• _Objective_
Starting at the line that contains "Identify every instance of the purple" and ending at the line that contains "x=271 y=173", write those lines of the data out again, swapping "silver car" for "gray car" and keeping everything else the same.

:: Stored data ::

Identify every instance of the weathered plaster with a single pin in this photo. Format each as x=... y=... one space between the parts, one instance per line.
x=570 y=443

:::
:: Stored data ::

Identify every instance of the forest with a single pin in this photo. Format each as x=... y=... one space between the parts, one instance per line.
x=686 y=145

:::
:: Stored data ::

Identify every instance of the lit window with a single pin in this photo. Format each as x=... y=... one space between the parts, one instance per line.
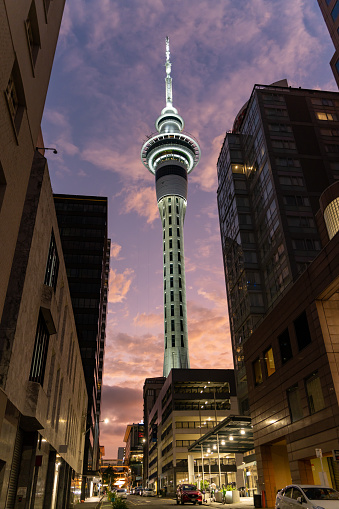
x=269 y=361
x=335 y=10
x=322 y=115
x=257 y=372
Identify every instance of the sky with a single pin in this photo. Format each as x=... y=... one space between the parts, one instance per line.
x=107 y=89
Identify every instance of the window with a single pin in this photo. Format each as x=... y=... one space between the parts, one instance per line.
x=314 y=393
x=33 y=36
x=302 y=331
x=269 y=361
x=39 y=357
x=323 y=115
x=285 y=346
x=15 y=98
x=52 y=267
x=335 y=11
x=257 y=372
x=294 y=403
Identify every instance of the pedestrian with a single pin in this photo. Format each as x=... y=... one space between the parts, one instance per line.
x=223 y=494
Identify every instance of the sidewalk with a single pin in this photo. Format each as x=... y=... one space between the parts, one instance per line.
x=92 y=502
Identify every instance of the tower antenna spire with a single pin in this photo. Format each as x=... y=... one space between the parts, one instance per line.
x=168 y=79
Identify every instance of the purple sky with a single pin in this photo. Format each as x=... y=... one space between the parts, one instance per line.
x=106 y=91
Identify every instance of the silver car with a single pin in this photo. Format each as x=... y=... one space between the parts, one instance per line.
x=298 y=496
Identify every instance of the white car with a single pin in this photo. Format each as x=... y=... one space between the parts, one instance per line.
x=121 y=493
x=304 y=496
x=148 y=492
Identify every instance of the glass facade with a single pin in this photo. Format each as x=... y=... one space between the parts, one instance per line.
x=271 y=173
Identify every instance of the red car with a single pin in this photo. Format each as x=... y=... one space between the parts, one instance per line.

:::

• _The response_
Identify every instance of the purple sky with a single pin in this photo. Format each as x=... y=... one space between the parts, one instance per line.
x=106 y=91
Identify every instance of the gray car with a single pin in this photo. Format each as x=... y=... one space between the parts, one instance per line.
x=298 y=496
Identify every instance of the white car with a single pin in this photo. Format each as x=... y=... one space between the parts, one instance per line.
x=121 y=493
x=304 y=496
x=148 y=492
Identify every instance of the glass facade with a single pin in this photo. Format each as x=... y=... one space between the parts, one instance per line.
x=271 y=173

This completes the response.